**Task inputs**
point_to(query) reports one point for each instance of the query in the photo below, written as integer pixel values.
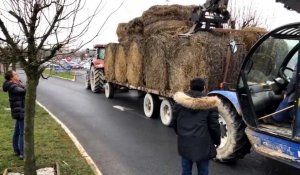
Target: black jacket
(197, 126)
(16, 93)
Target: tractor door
(265, 74)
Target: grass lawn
(52, 144)
(63, 74)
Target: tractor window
(291, 64)
(268, 58)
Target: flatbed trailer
(155, 102)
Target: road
(126, 142)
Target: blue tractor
(266, 71)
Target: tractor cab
(264, 77)
(98, 61)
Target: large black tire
(87, 81)
(151, 105)
(166, 112)
(234, 142)
(97, 79)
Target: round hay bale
(135, 63)
(120, 65)
(165, 13)
(109, 66)
(172, 27)
(251, 35)
(122, 31)
(158, 51)
(201, 55)
(135, 27)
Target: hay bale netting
(172, 27)
(201, 55)
(109, 66)
(122, 31)
(120, 64)
(135, 62)
(158, 51)
(252, 35)
(165, 13)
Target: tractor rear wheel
(234, 142)
(96, 79)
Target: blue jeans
(18, 142)
(281, 116)
(187, 166)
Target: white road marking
(121, 108)
(82, 151)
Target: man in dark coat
(197, 127)
(16, 92)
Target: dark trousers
(18, 142)
(187, 166)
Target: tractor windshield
(266, 75)
(268, 58)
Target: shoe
(21, 157)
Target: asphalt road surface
(126, 142)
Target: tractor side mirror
(233, 46)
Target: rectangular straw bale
(109, 66)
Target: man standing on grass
(197, 127)
(16, 92)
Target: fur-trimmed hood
(206, 102)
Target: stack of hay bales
(152, 55)
(172, 20)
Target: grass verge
(63, 74)
(52, 144)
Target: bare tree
(44, 26)
(244, 14)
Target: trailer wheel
(87, 81)
(151, 105)
(234, 142)
(166, 114)
(96, 79)
(109, 90)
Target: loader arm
(291, 4)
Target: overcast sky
(276, 13)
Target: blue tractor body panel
(281, 149)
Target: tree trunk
(32, 82)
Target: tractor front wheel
(234, 142)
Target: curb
(82, 151)
(74, 78)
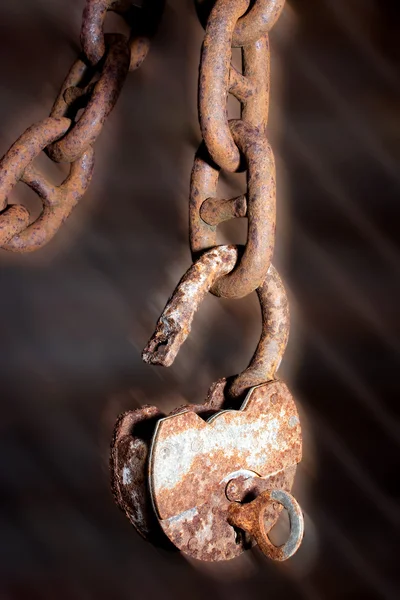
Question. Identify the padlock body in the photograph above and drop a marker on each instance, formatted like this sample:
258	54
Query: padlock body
193	461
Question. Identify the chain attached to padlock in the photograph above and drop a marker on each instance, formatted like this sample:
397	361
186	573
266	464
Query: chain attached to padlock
214	477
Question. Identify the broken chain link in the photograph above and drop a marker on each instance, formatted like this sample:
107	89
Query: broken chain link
94	84
232	271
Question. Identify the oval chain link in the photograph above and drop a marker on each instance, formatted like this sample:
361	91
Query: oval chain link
64	137
232	271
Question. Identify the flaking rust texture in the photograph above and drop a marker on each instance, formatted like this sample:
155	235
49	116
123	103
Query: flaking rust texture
143	22
129	459
251	269
58	203
100	101
257	21
175	323
130	450
250	517
16	234
192	462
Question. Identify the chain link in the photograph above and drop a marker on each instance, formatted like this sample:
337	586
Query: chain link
232	271
94	84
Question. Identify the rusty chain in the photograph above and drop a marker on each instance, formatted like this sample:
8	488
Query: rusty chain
94	84
232	271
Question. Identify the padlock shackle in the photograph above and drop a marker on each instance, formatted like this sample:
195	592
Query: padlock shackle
174	325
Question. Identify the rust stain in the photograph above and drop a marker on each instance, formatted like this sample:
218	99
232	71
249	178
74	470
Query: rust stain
250	518
130	449
143	22
100	100
252	268
58	203
175	323
192	461
214	82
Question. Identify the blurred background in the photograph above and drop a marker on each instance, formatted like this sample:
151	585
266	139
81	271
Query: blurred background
76	314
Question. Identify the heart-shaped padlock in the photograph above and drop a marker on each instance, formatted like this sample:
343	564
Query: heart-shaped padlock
212	478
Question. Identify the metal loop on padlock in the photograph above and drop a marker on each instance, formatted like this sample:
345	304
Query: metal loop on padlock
250	517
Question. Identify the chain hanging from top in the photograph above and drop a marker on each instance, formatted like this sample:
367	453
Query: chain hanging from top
94	84
232	272
214	476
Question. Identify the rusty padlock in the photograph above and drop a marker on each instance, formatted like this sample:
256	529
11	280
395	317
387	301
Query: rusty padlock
214	477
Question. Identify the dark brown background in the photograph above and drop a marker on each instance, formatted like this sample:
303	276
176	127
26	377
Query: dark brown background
75	316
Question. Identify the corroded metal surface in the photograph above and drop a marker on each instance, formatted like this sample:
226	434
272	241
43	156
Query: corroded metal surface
129	459
13	220
250	518
174	325
143	23
100	102
58	203
261	17
25	150
214	82
16	234
253	265
275	319
65	137
193	461
214	211
129	467
206	459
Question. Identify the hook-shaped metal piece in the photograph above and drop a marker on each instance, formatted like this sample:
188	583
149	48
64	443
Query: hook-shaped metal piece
174	325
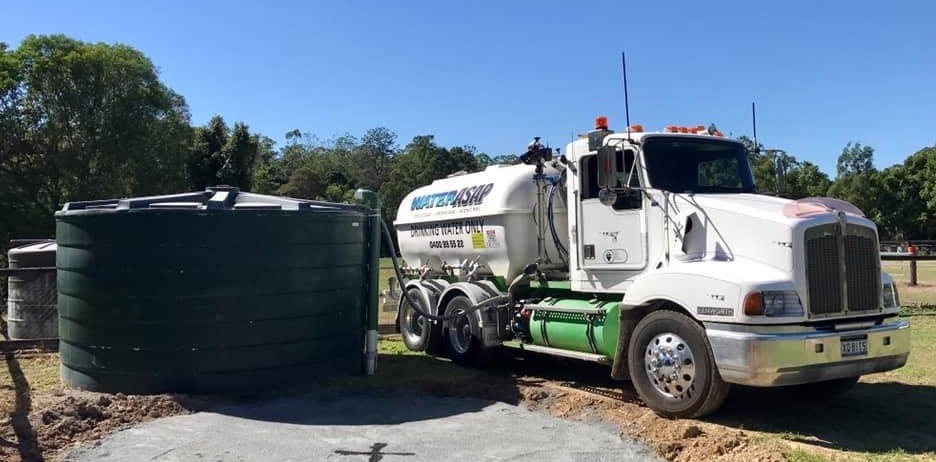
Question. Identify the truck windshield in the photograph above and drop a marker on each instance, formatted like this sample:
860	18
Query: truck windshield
682	164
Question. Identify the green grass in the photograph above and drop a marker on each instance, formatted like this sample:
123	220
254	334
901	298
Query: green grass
900	270
799	455
921	366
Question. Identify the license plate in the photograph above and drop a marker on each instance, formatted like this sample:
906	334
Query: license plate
854	346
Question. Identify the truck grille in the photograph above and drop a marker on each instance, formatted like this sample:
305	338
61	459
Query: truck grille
832	256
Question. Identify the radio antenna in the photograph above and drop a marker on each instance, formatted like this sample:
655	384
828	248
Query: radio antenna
626	106
754	122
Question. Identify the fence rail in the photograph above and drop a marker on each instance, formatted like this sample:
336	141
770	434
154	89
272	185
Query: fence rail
910	257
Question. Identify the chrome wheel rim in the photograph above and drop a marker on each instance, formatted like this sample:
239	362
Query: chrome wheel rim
670	366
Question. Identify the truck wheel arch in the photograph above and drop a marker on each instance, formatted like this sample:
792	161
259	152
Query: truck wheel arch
629	316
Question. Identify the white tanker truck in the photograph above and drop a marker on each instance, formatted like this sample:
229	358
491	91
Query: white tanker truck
653	253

**Your goal**
Print every entry exactly. Pictures are not part of the copy.

**Answer area**
point_to(query) reports one point for each instance of the query in the photo below, written as integer pixel values.
Target: black jacket
(197, 126)
(16, 93)
Target: tractor door
(265, 74)
Target: grass lawn
(52, 144)
(63, 74)
Target: tractor window
(291, 64)
(268, 58)
Target: flatbed trailer
(155, 102)
Target: road
(126, 142)
Target: blue tractor
(266, 71)
Target: tractor cab
(264, 77)
(98, 61)
Target: large black tire
(87, 81)
(151, 105)
(166, 112)
(234, 142)
(97, 79)
Target: round hay bale
(135, 63)
(120, 65)
(165, 13)
(109, 66)
(172, 27)
(251, 35)
(122, 31)
(158, 51)
(201, 55)
(135, 27)
Target: hay bale netting
(172, 27)
(201, 55)
(109, 66)
(122, 31)
(120, 64)
(135, 62)
(158, 51)
(252, 35)
(165, 13)
Target: tractor rear wheel
(234, 142)
(96, 79)
Target: blue jeans
(18, 142)
(281, 116)
(187, 166)
Target: white road marking
(121, 108)
(82, 151)
Target: man in dark coat
(197, 127)
(16, 92)
Target: dark trousers
(18, 142)
(187, 166)
Target: tractor windshield
(266, 75)
(268, 58)
Target: shoe
(21, 157)
Target: asphalt road surface
(126, 142)
Target: tractor side mirror
(233, 46)
Target: rectangular straw bale
(109, 66)
Target: man standing on grass
(197, 127)
(16, 92)
Target: fur-trimmed hood
(206, 102)
Target: stack of hay bales
(152, 55)
(172, 20)
Target: grass verge
(63, 74)
(52, 144)
Target: bare tree
(44, 26)
(244, 14)
Target: trailer wheel
(87, 81)
(151, 105)
(234, 142)
(166, 114)
(96, 79)
(109, 90)
Target: loader arm
(291, 4)
Target: overcast sky
(276, 13)
Target: blue tractor body panel
(281, 149)
Target: tree trunk
(32, 82)
Target: tractor front wheel
(234, 142)
Target: curb
(82, 151)
(74, 78)
Question. Identify the padlock body in the photograph above and drop a marker on each instance, formatted like this sample:
258	54
Query: padlock body
193	461
Question. Identify the chain attached to padlock in the photograph above and drop a marker on each instance, formatted like this sample:
397	361
186	573
266	464
Query: chain attached to padlock
214	477
Question. Identify the broken chain link in the photograph above and drop a marker on each instance, formatted like this sample:
107	89
Query: broken chain link
94	84
232	271
Question. Identify the oval chain link in the photograph above and drop a marker on each instance, formatted like this sample:
361	91
Query: oval chain link
64	137
232	271
Question. Identify the flaking rust texture in the photograph above and drop a marker on each instance, formatted like this sample:
155	235
49	116
123	103
Query: flaking rust texture
143	22
129	459
251	269
58	203
100	101
257	21
175	323
130	450
250	517
16	234
192	462
Question. Identify the chain link in the photograph above and drop a marker on each instance, formatted like this sample:
337	586
Query: chain link
232	271
94	84
Question. Identify the rusty chain in the photograph above and drop a marker on each instance, formatted like this sample:
8	488
Query: rusty chain
94	84
232	271
Question. Identify the padlock shackle in the photograph above and drop a marker on each instance, formatted like this sample:
195	592
Query: padlock shackle
174	325
Question. Identify the rust stain in the photograph above and drop a marker on each instance, formatted like this sample:
218	99
232	71
249	178
74	470
Query: rust stain
250	518
130	449
143	22
100	100
252	268
58	203
175	323
192	461
214	82
Question. Identify the blurred background in the photograph above and drop a marker on each instance, formatted like this sample:
151	585
266	139
81	271
Query: blurred background
76	314
Question. Identify the heart-shaped padlock in the photograph above and drop a marker on each instance, formatted like this sample:
343	564
Query: heart-shaped padlock
212	478
Question. Identify the metal loop on padlock in the photograph above and drop a marker on each instance, formatted like this sample:
345	304
Query: metal loop on padlock
250	517
Question. Identify the chain hanging from top in the photograph above and drop a marker on each instance, formatted like this sample:
367	453
Query: chain hanging from top
94	84
232	272
214	476
Question. Identify the rusty padlock in the photograph above and drop a marker on each instance, formatted like this sample:
256	529
11	280
395	317
387	301
Query: rusty padlock
214	477
Question. Identify the dark brown background in the photograph above and drop a marker on each instance, formatted like this sample:
303	276
176	127
26	377
Query: dark brown background
75	316
Question. Identify the corroded metal surface in the photograph above and drop a marker on each instance, formatted like this sample:
226	434
272	241
43	156
Query: corroded metal surface
129	459
13	220
250	518
174	325
143	23
100	102
58	203
261	17
25	150
214	82
16	234
253	265
275	319
65	137
193	461
214	211
129	467
206	459
Question. Identify the hook-shaped metal piece in the photograph above and drop a marker on each instance, formatted like this sample:
188	583
149	48
64	443
Query: hook-shaped metal piece
174	325
Question. Identify the truck windshield in the photograph above and drop a marker on each instance, formatted like this sample:
860	18
Query: truck windshield
682	164
Question. Identify the green grass in the photograph above and drop a marker on each instance, formatted like this sample:
123	220
254	334
901	298
Query: green grass
900	270
799	455
921	366
Question. Identify the license plate in the photograph above and drop a marker on each instance, formatted like this sample:
906	334
Query: license plate
854	346
Question. Identify the truck grille in the photograph above and drop a marker on each instance, formatted like this sample:
305	338
61	459
Query: truck grille
832	256
Question. Identify the radio antenna in the photograph above and drop a marker on each instance, formatted like this sample:
655	384
828	248
Query: radio antenna
626	106
754	122
Question. Identify the fence rail in the photograph above and drop a marker on each instance, formatted like this sample:
336	141
770	434
154	89
272	185
Query: fence rail
910	257
Question. Identify the chrome wheel rim in the photograph above and drop a marker on each instance, formatted like this sample:
239	362
Query: chrome wheel rim
670	366
Question. Identify the truck wheel arch in the photograph above and drop a marker on each instance, formatted like this sample:
792	161
259	152
Query: truck wheel arch
629	316
Question. Identify the white tanker truck in the photograph above and drop a marker on each instance, formatted like this sample:
229	358
491	91
Query: white tanker truck
653	253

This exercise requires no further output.